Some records
• • • • • • •

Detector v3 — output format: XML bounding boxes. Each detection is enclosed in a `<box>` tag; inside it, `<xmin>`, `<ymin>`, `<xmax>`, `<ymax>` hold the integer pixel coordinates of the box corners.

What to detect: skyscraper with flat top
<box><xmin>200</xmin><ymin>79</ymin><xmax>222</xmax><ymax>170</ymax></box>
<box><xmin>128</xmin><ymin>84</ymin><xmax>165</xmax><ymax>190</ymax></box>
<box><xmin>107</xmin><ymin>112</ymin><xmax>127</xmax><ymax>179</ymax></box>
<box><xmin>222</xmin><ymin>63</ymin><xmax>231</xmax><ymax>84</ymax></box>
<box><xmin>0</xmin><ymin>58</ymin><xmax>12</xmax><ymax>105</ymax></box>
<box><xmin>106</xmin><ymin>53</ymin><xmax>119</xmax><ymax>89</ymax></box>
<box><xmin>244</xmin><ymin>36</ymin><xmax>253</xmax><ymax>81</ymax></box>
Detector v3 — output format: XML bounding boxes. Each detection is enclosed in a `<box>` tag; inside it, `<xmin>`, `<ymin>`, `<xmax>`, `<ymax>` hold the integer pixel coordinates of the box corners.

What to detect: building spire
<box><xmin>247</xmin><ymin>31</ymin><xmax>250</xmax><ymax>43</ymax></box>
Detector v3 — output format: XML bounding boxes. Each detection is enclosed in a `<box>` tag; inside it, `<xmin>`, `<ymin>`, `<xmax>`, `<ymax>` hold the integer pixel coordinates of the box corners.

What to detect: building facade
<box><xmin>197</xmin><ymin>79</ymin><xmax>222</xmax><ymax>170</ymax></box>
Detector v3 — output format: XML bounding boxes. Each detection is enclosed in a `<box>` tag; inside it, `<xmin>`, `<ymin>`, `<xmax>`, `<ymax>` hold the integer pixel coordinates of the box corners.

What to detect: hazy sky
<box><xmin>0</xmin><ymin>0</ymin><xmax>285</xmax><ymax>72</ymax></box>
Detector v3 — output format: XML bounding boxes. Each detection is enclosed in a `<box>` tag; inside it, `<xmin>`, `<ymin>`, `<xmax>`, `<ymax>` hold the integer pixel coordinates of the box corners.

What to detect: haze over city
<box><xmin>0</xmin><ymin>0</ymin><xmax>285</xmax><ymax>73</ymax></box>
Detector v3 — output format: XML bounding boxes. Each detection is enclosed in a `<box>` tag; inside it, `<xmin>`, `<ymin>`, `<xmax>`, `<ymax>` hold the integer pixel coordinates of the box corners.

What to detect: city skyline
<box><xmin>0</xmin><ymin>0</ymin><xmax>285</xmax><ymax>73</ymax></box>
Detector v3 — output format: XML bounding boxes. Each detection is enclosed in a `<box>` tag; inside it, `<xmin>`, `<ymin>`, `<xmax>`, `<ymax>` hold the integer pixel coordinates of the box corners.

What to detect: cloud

• • • • • • •

▸ Aim of the task
Count the lines in the items above that contain the word "building", and give only that number.

▸ Exercise output
2